▶ Problem to work on
Convert every line of the data below into a Markdown table with the columns Row and Line, numbering each line in sequence and omitting blank lines. Leave the pictures out of the table.

## Start

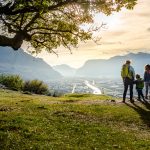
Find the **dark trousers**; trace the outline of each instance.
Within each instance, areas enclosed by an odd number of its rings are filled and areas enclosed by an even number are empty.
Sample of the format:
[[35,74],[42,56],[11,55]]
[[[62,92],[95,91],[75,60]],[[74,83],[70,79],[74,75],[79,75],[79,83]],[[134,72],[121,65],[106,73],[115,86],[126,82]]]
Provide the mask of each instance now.
[[138,100],[141,100],[141,97],[144,100],[144,95],[143,95],[142,89],[136,89],[136,90],[138,92]]
[[150,82],[145,82],[145,87],[146,87],[146,94],[145,94],[145,96],[147,97],[148,96],[148,91],[149,91],[149,88],[150,88]]
[[125,78],[123,82],[124,82],[123,101],[125,101],[126,99],[128,87],[130,88],[130,101],[133,101],[133,80]]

## End

▶ Solution to this task
| Row | Line |
|---|---|
| 1 | Find the **dark trousers**; trace the outline of each instance. |
| 2 | Within each instance, areas enclosed by an odd number of its rings are filled and areas enclosed by an even number are empty. |
| 3 | Sample of the format: |
| 4 | [[35,74],[42,56],[11,55]] |
| 5 | [[[62,92],[95,91],[75,60]],[[74,83],[70,79],[74,75],[79,75],[79,83]],[[134,72],[121,65],[106,73],[115,86],[126,82]]] |
| 6 | Provide the mask of each instance now. |
| 7 | [[138,100],[141,100],[141,97],[144,100],[144,95],[143,95],[142,89],[136,89],[136,90],[138,92]] |
| 8 | [[150,82],[145,82],[145,87],[146,87],[146,94],[145,94],[145,96],[147,97],[148,96],[148,91],[149,91],[149,88],[150,88]] |
| 9 | [[125,78],[123,82],[124,82],[123,101],[125,101],[126,99],[128,87],[130,88],[130,101],[133,101],[133,80]] |